PASSAGE TO READ:

Independent women everywhere are lamenting the fact that men seem to steer clear of them. “Are men attracted to independent women?” one Instagram user queries her audience. For men, what could possibly be the appeal of being with someone who’s so vocal about their own singularity? What could possibly attract a man about a woman who wants nothing more than to be alone, separate, unconnected, and unassociated with everyone and everything?

The independent woman, or 2023’s girlboss, is alive and well but she doesn’t seem to be thriving. She might pay her own bills, own her own house, have her own car…but so do a lot of people her age. What’s unique about buying into adulthood? There’s the hard work aspect of it, but that isn’t what she’s about. She’s about the appearances and the perks of her specific lifestyle, like having casual sex, traveling continuously, and buying the latest designer accessories.

SUPPLIED INFORMATION:

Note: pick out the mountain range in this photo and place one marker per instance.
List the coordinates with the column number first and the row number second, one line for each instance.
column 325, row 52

WHAT YOU NEED TO DO:
Extract the passage about independent women in full, word for word.

RESULT:
Independent women everywhere are lamenting the fact that men seem to steer clear of them. “Are men attracted to independent women?” one Instagram user queries her audience. For men, what could possibly be the appeal of being with someone who’s so vocal about their own singularity? What could possibly attract a man about a woman who wants nothing more than to be alone, separate, unconnected, and unassociated with everyone and everything?

The independent woman, or 2023’s girlboss, is alive and well but she doesn’t seem to be thriving. She might pay her own bills, own her own house, have her own car…but so do a lot of people her age. What’s unique about buying into adulthood? There’s the hard work aspect of it, but that isn’t what she’s about. She’s about the appearances and the perks of her specific lifestyle, like having casual sex, traveling continuously, and buying the latest designer accessories.